## To do
Transcribe each entry. Change nothing.

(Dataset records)
■ ■ ■

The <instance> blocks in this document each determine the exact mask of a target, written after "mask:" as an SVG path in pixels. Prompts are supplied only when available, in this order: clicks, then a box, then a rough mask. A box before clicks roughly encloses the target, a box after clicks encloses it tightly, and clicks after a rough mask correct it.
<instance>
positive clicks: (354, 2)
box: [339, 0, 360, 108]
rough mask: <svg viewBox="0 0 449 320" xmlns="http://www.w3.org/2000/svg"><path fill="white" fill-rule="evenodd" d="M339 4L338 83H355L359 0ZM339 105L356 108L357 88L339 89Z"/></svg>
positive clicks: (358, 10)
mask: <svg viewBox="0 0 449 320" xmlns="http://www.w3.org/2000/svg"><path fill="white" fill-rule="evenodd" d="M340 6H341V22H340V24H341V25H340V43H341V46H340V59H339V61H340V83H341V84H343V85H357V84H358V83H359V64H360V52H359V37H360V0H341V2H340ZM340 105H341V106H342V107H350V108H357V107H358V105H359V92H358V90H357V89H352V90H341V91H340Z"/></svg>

■ ■ ■

## Reply to the task
The <instance> blocks in this document each determine the exact mask of a target, written after "mask:" as an SVG path in pixels. Prompts are supplied only when available, in this order: clicks, then a box, then a rough mask. A box before clicks roughly encloses the target, a box after clicks encloses it tightly, and clicks after a rough mask correct it.
<instance>
positive clicks: (354, 2)
box: [339, 0, 360, 108]
rough mask: <svg viewBox="0 0 449 320" xmlns="http://www.w3.org/2000/svg"><path fill="white" fill-rule="evenodd" d="M339 4L338 83H355L359 0ZM339 105L356 108L357 88L339 89Z"/></svg>
positive clicks: (358, 10)
mask: <svg viewBox="0 0 449 320" xmlns="http://www.w3.org/2000/svg"><path fill="white" fill-rule="evenodd" d="M340 6H341V22H340V24H341V25H340V43H341V46H340V59H339V61H340V83H341V84H343V85H357V84H358V83H359V64H360V52H359V37H360V0H341V2H340ZM340 105H341V106H342V107H350V108H357V107H358V105H359V92H358V90H357V89H352V90H341V91H340Z"/></svg>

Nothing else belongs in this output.